FILE PHOTO – The German share price index DAX graph is pictured at the stock exchange in Frankfurt, Germany, January 30, 2019. REUTERS/Staff

U.S. President Donald Trump said on Thursday a trade deal with China might be announced within four weeks, although he warned that it would be difficult to allow trade to continue without an agreement. Chinese President Xi Jinping reportedly said progress was being made and called for an early conclusion of talks.

The pan-European STOXX 600 index nudged higher, heading for its best performance in three weeks, with markets in Paris and London adding 0.3 percent. German stocks were treading water, though the index was on track for its best week since December 2016.

MSCI’s All-Country World Index, which tracks shares in 47 countries, edged up and was on track for a second straight week of gains.

Better-than expected data out of Germany and receding fears of a disorderly departure from the European Union by the U.K. also helped perk up sentiment.

“The main overnight news, which is positive if not very substantial, is around the U.S.-China trade deal,” said Mizuho strategist Antoine Bouvet. “German industrial orders yesterday added to worries in the manufacturing sector, but industrial production today actually surprised to the upside.”

German industrial output rose by 0.7 percent in February as mild weather helped a surge in construction activity.

But manufacturing production dipped as Germany is suffering from trade friction and Brexit angst after narrowly avoiding recession last year. Leading economic institutes slashed their forecasts for 2019 growth on Thursday and warned a long-term upswing had come to an end.

◆ EXERCISE INSTRUCTIONS:
**1.** Copy the market report word for word from "FILE PHOTO –" to "conclusion of talks.".
**2.** Please answer these questions from the market report:
(a) Within how many weeks did Trump say a trade deal with China might be announced?
(b) How many countries does MSCI's All-Country World Index track?
(c) By how much did German industrial output rise in February?

◆ RECORD EXCERPTS:
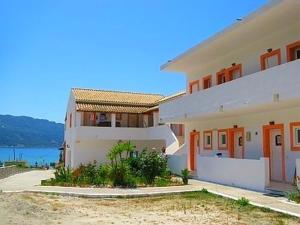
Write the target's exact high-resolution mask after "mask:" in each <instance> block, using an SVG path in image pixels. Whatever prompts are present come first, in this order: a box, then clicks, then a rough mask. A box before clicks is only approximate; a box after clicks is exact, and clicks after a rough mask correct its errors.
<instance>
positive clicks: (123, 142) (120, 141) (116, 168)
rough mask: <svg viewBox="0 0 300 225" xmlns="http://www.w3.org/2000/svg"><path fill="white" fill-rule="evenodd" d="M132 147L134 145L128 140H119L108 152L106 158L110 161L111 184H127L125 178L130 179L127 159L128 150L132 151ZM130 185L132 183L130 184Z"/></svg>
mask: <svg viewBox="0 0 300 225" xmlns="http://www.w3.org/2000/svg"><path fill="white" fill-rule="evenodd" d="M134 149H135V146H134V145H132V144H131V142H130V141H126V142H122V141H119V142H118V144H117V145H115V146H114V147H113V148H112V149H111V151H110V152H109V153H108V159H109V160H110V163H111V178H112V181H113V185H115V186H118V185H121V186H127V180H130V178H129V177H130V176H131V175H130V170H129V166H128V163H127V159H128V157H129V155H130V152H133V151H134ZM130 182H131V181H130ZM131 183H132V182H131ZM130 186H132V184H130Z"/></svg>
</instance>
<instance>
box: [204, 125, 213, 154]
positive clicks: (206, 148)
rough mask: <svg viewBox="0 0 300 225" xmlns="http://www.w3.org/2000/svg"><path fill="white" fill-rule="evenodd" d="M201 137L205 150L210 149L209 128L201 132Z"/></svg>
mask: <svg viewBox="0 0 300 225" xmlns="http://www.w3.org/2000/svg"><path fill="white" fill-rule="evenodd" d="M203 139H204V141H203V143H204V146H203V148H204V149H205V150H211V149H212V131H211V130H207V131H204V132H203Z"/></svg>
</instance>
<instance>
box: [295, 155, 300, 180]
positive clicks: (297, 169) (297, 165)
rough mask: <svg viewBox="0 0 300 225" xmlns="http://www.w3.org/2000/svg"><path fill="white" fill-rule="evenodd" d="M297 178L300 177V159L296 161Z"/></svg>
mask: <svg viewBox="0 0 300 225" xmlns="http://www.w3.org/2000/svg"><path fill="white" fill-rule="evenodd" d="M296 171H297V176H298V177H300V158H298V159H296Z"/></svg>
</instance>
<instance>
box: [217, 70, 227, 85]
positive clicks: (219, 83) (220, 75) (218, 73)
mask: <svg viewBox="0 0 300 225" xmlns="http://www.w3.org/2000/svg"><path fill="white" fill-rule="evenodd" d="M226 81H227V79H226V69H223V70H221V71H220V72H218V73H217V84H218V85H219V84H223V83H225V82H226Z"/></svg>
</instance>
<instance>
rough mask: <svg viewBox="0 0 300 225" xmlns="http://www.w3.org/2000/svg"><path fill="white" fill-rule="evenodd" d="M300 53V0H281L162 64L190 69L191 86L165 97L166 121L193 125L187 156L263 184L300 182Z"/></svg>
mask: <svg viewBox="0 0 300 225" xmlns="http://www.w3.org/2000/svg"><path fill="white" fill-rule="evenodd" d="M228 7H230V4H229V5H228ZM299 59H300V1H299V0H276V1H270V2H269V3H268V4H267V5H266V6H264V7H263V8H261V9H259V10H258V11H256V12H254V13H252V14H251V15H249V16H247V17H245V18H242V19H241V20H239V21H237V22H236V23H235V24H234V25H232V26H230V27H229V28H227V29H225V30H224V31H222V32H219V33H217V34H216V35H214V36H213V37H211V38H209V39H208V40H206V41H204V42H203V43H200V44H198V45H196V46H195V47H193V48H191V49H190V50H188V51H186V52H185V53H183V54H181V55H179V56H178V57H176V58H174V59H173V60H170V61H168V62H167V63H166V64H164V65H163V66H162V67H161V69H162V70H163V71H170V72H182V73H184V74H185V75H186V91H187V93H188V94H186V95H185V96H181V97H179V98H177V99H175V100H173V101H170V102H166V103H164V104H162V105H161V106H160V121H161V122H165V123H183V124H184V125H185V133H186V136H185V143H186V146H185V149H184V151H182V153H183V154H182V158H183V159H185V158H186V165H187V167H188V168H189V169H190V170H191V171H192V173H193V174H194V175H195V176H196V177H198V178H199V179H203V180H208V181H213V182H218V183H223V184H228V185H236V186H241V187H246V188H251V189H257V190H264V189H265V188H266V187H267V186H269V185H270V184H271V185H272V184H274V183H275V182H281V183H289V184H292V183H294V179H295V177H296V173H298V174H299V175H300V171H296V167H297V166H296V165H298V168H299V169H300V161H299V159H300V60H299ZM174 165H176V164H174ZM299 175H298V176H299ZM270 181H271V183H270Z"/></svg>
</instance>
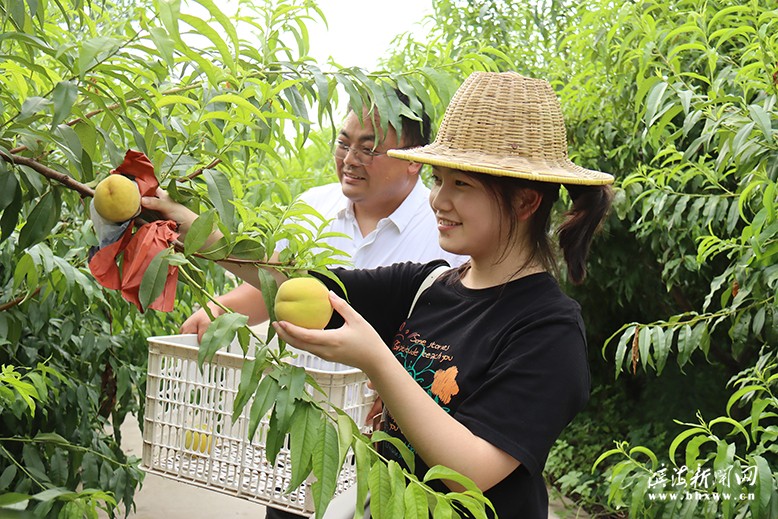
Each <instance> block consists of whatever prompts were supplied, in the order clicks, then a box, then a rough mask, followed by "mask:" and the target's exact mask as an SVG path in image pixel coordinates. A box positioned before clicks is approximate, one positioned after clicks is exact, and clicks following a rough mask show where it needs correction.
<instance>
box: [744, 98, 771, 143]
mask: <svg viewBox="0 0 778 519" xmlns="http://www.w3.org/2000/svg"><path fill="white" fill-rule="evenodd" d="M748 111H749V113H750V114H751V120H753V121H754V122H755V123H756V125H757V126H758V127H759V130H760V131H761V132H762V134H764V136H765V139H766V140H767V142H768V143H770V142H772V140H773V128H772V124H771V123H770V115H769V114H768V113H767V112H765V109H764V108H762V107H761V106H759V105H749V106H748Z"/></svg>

◆ EXERCISE ANSWERS:
**1.**
FILE PHOTO – The German share price index DAX graph is pictured at the stock exchange in Frankfurt, Germany, January 30, 2019. REUTERS/Staff

U.S. President Donald Trump said on Thursday a trade deal with China might be announced within four weeks, although he warned that it would be difficult to allow trade to continue without an agreement. Chinese President Xi Jinping reportedly said progress was being made and called for an early conclusion of talks.

**2.**
(a) Four weeks.
(b) 47 countries.
(c) 0.7 percent.